Word for word and without images, reproduce the listing that follows.

-- Records for the exercise follows --

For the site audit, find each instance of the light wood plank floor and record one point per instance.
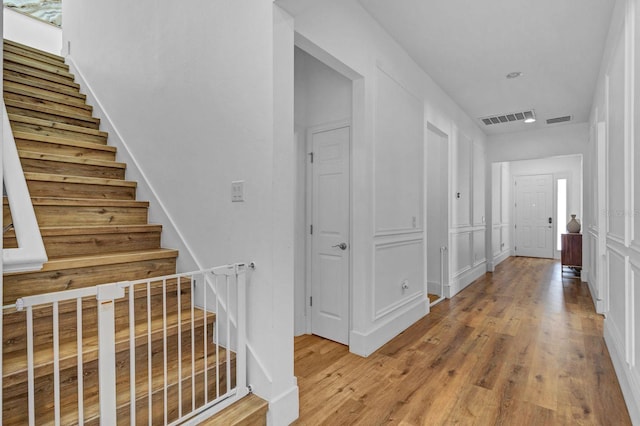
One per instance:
(521, 346)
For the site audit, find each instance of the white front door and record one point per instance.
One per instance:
(534, 213)
(329, 235)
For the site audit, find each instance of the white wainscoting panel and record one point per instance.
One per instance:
(397, 263)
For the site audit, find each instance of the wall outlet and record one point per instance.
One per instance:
(237, 191)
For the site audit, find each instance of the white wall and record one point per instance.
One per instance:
(566, 167)
(322, 96)
(553, 141)
(393, 101)
(501, 196)
(612, 216)
(569, 139)
(199, 97)
(30, 31)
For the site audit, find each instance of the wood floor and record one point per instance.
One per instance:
(521, 346)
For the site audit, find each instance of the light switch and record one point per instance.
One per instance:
(237, 191)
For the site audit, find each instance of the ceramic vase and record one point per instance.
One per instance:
(573, 227)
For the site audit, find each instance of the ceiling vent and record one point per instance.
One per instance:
(507, 118)
(559, 119)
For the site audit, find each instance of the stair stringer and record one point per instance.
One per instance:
(171, 234)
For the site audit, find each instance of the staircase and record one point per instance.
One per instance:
(95, 232)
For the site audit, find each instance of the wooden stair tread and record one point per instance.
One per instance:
(47, 177)
(15, 362)
(48, 231)
(10, 68)
(250, 410)
(58, 62)
(19, 118)
(105, 259)
(72, 160)
(45, 94)
(63, 141)
(87, 202)
(55, 87)
(51, 111)
(92, 409)
(24, 47)
(37, 65)
(50, 102)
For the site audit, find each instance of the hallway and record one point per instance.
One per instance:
(520, 346)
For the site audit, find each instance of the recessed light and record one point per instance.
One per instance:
(529, 117)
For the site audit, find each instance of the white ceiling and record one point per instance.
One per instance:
(468, 47)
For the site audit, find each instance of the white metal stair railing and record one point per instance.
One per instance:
(30, 254)
(181, 373)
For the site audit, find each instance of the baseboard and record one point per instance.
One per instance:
(501, 258)
(171, 235)
(463, 280)
(364, 344)
(434, 288)
(628, 377)
(284, 408)
(598, 303)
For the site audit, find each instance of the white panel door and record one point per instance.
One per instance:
(534, 212)
(330, 235)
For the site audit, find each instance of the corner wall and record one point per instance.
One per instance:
(195, 96)
(393, 102)
(30, 31)
(613, 214)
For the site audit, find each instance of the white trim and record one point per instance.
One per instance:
(365, 343)
(464, 280)
(382, 312)
(284, 408)
(628, 378)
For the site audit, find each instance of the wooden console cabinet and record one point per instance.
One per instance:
(571, 254)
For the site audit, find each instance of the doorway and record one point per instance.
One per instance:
(437, 174)
(323, 113)
(534, 216)
(328, 262)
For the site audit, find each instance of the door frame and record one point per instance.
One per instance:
(554, 209)
(446, 173)
(309, 217)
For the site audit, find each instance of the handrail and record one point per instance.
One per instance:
(30, 254)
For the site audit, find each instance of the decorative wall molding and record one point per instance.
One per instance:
(391, 245)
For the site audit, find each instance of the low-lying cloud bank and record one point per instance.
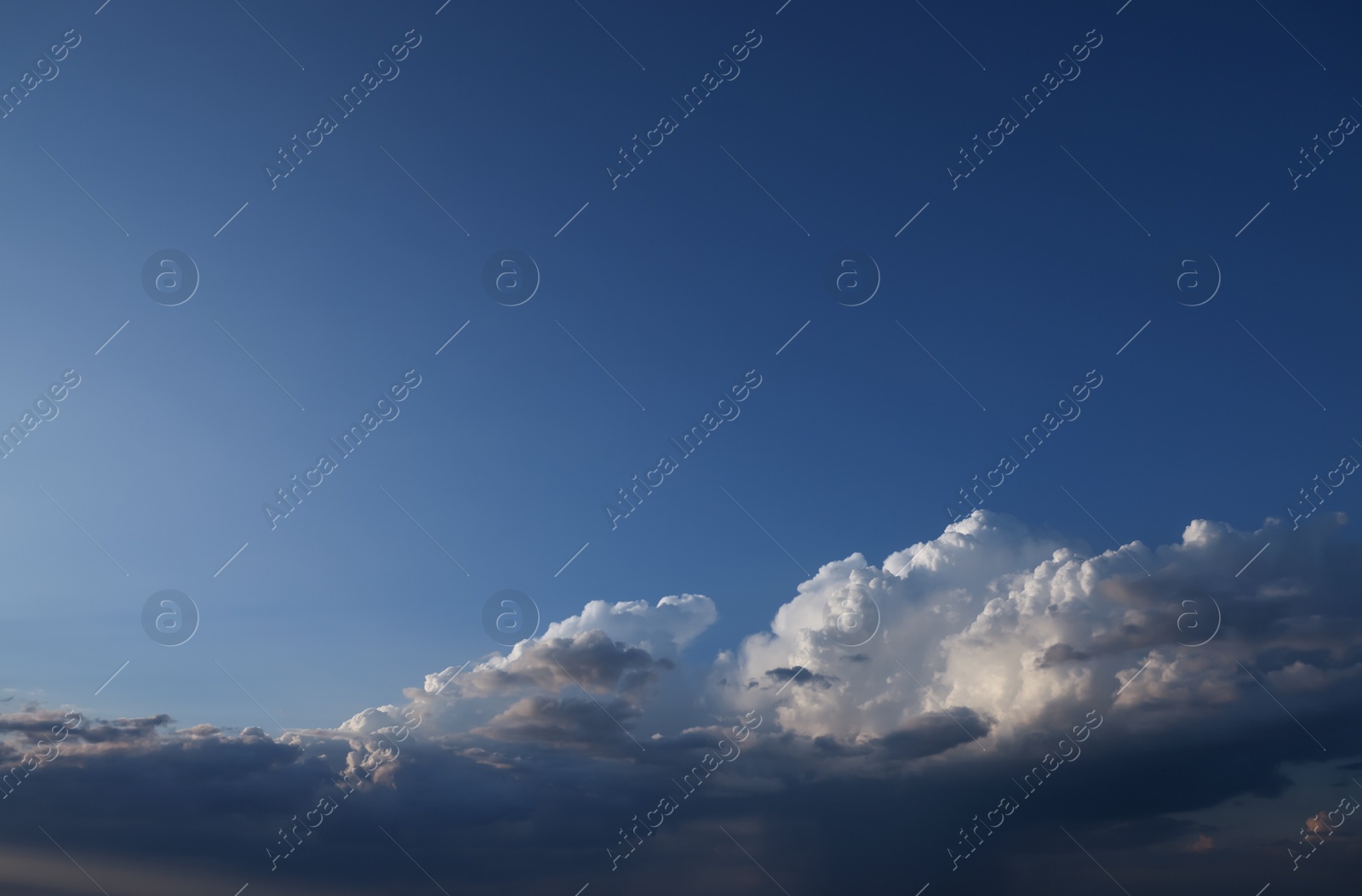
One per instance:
(991, 643)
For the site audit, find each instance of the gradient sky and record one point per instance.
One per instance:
(664, 290)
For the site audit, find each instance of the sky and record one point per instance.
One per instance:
(1015, 351)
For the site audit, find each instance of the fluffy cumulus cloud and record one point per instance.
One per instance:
(1007, 625)
(930, 680)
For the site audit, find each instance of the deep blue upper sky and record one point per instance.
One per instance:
(678, 282)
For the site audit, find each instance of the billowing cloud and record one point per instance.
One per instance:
(993, 642)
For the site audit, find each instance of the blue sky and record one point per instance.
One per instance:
(665, 289)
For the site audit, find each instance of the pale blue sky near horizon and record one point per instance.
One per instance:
(678, 281)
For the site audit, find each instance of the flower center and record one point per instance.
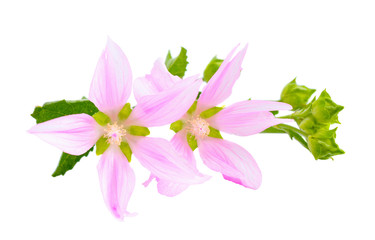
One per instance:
(198, 127)
(114, 133)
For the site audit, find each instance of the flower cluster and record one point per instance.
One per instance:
(118, 131)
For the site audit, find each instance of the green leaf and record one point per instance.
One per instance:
(211, 68)
(126, 150)
(177, 66)
(192, 108)
(101, 118)
(138, 131)
(177, 126)
(210, 112)
(51, 110)
(294, 133)
(325, 110)
(214, 133)
(323, 145)
(67, 162)
(125, 112)
(101, 145)
(191, 141)
(296, 95)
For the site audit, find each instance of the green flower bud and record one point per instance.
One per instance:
(325, 110)
(310, 126)
(322, 144)
(296, 95)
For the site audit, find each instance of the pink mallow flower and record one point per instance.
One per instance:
(116, 135)
(242, 118)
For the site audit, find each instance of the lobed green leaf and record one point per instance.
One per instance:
(211, 68)
(177, 66)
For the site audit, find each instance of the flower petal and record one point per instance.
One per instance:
(73, 134)
(232, 160)
(163, 161)
(220, 85)
(159, 80)
(117, 181)
(112, 82)
(167, 106)
(179, 142)
(248, 117)
(167, 188)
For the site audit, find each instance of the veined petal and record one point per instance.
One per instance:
(159, 80)
(167, 188)
(232, 160)
(179, 142)
(220, 85)
(166, 106)
(248, 117)
(163, 161)
(112, 82)
(73, 134)
(117, 181)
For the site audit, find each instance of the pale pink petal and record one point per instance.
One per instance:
(171, 189)
(167, 188)
(112, 81)
(179, 142)
(248, 117)
(220, 85)
(163, 161)
(159, 80)
(167, 106)
(73, 134)
(117, 181)
(232, 160)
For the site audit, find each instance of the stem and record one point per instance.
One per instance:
(287, 117)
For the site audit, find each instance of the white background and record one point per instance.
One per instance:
(48, 51)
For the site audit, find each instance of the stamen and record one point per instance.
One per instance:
(114, 133)
(198, 127)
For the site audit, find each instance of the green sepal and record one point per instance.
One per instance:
(101, 145)
(210, 112)
(211, 68)
(192, 108)
(125, 112)
(296, 95)
(67, 162)
(52, 110)
(177, 126)
(325, 110)
(126, 150)
(101, 118)
(214, 133)
(310, 126)
(193, 144)
(323, 145)
(138, 131)
(177, 66)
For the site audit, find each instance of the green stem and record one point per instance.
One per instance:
(287, 117)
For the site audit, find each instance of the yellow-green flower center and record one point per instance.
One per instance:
(198, 127)
(114, 133)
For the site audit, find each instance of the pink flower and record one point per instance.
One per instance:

-- Records for the exercise concluded --

:: Answer section ::
For the site audit, find each instance of the light wood plank floor and record one point per instance.
One per instance:
(521, 346)
For the site audit, find each instance of the white front door and record one point per instance.
One per instance:
(534, 213)
(329, 235)
For the site audit, find each instance of the white wainscoting panel and record one point per instance.
One per instance:
(397, 263)
For the site audit, find each instance of the wall outlet and record one point per instance.
One per instance:
(237, 191)
For the site audit, find each instance of the white wall and record one point per instance.
One per instance:
(566, 167)
(322, 96)
(553, 141)
(393, 101)
(501, 196)
(612, 216)
(569, 139)
(199, 97)
(30, 31)
For the site audit, find each instance of the wood floor and record one point per instance.
One per instance:
(521, 346)
For the site audit, find each instance of the light switch and record one point per instance.
One per instance:
(237, 191)
For the site audit, find each instance of the ceramic vase and record one point per instance.
One per instance:
(573, 227)
For the site audit, find each instance of the ceiling vent and record one point per instance.
One per instance:
(507, 118)
(559, 119)
For the site audit, find each instance of the stair stringer and record one point per instance.
One per instance:
(171, 234)
For the site audit, find each instance of the staircase and record one point per instance.
One per instance:
(95, 232)
For the site audit, find each instance of the wooden stair tread and record one point per instance.
One per instance:
(47, 177)
(15, 362)
(48, 231)
(10, 68)
(250, 410)
(58, 62)
(19, 118)
(105, 259)
(72, 160)
(45, 94)
(63, 141)
(87, 202)
(55, 87)
(51, 111)
(92, 409)
(24, 47)
(37, 65)
(50, 102)
For the site audit, find each instance of the hallway and record one point per instance.
One per instance:
(520, 346)
For the site audit, find each instance of the recessed light and record one point per instance.
One per instance:
(529, 117)
For the site audit, find each instance of the white ceiling and record one point per instance.
One per instance:
(468, 47)
For the site audit, find each instance of the white metal stair railing and record one point per instance.
One per instance:
(30, 254)
(181, 373)
For the site audit, find each instance of the baseboard and record one point per instance.
One per instance:
(501, 258)
(171, 235)
(463, 280)
(364, 344)
(434, 288)
(628, 377)
(284, 408)
(598, 303)
For the site audit, find each instance of the white panel door and record one point per instance.
One per instance:
(534, 212)
(330, 235)
For the site audit, find each instance of the corner wall and record one point per instance.
One per instance:
(195, 96)
(393, 102)
(30, 31)
(613, 214)
For the site audit, find each instance of the white trim and record one point per instance.
One per instance:
(365, 343)
(464, 280)
(382, 312)
(284, 408)
(628, 378)
For the site audit, find each instance of the wooden console cabinet and record one point per instance.
One per instance:
(571, 254)
For the site audit, find each instance of the doorway and record one point per instance.
One per instance:
(437, 174)
(323, 113)
(534, 216)
(328, 262)
For the site audit, find each instance of the door frame and record one point per instance.
One per instance:
(554, 209)
(446, 173)
(309, 217)
For the site audit, find each instance of the handrail and record one point per instance.
One per instance:
(30, 254)
For the site audit, find each instance of the decorative wall molding and record one point per instance.
One per instance:
(391, 245)
For the site audit, find each instance of the low-lying cloud bank and record one point per instance.
One per instance:
(991, 643)
For the site audit, find each instance of the gradient sky and record one point per instance.
One per instance:
(664, 290)
For the site audit, find each instance of the sky and record one point per instance.
One per instance:
(1015, 351)
For the site audit, find each instance of the fluffy cumulus cloud and record one point per instance.
One per instance:
(1007, 625)
(930, 680)
For the site audit, find each instance of the deep blue upper sky and record one point per instance.
One per instance:
(678, 282)
For the site audit, find each instance of the billowing cloud and record one point per instance.
One per instance:
(993, 642)
For the site audit, find each instance of the blue sky and record one point per instance.
One per instance:
(665, 289)
For the site audit, find each instance of the pale blue sky near horizon and record one point per instance.
One per instance:
(678, 281)
For the site audit, find each instance of the flower center and record one point per instance.
One per instance:
(198, 127)
(114, 133)
For the site audit, find each instance of the flower cluster and record one point per instance.
One per instance:
(118, 131)
For the site audit, find each instance of the green leaf and record one point per instance.
One per instance:
(211, 68)
(126, 150)
(177, 66)
(192, 108)
(101, 118)
(138, 131)
(177, 126)
(210, 112)
(51, 110)
(294, 133)
(325, 110)
(214, 133)
(323, 145)
(67, 162)
(125, 112)
(101, 145)
(191, 141)
(296, 95)
For the site audit, find each instance of the green flower bud and record one point per instance.
One per instance:
(325, 110)
(310, 126)
(322, 144)
(296, 95)
For the site audit, find each instance of the pink mallow flower and record one point per instance.
One per instance:
(116, 135)
(242, 118)
For the site audit, find each instance of the lobed green leaf and record one point per instance.
One per instance:
(211, 68)
(177, 66)
For the site audit, find each instance of the flower petal and record one point per instance.
One per instance:
(73, 134)
(232, 160)
(163, 161)
(220, 85)
(159, 80)
(117, 181)
(112, 82)
(167, 106)
(179, 142)
(248, 117)
(167, 188)
For the site audit, find each instance of the veined petal and record one point per instance.
One per instance:
(159, 80)
(167, 188)
(232, 160)
(179, 142)
(220, 85)
(166, 106)
(248, 117)
(163, 161)
(112, 82)
(73, 134)
(117, 181)
For the site audit, find each instance of the pale pink petal and record one point per instance.
One per instance:
(171, 189)
(167, 188)
(112, 81)
(179, 142)
(248, 117)
(220, 85)
(163, 161)
(159, 80)
(167, 106)
(73, 134)
(117, 181)
(232, 160)
For the site audit, find each instance of the stem and record one point per instance.
One per instance:
(287, 117)
For the site audit, find each instance of the white background and record one point per instance.
One per instance:
(48, 51)
For the site audit, find each instance of the stamen and record one point per instance.
One per instance:
(114, 133)
(198, 127)
For the site audit, find each instance of the green sepal and record one point per instance.
One per instance:
(101, 145)
(210, 112)
(211, 68)
(192, 108)
(125, 112)
(296, 95)
(67, 162)
(52, 110)
(177, 126)
(325, 110)
(126, 150)
(101, 118)
(214, 133)
(310, 126)
(193, 144)
(323, 145)
(138, 131)
(177, 66)
For the site audit, find each instance of the green stem and record one point per instance.
One per instance:
(287, 117)
For the site audit, find each instance of the yellow-green flower center and record one point per instance.
One per instance:
(198, 127)
(114, 133)
For the site audit, find each instance of the pink flower and record one point per instance.
One per instance:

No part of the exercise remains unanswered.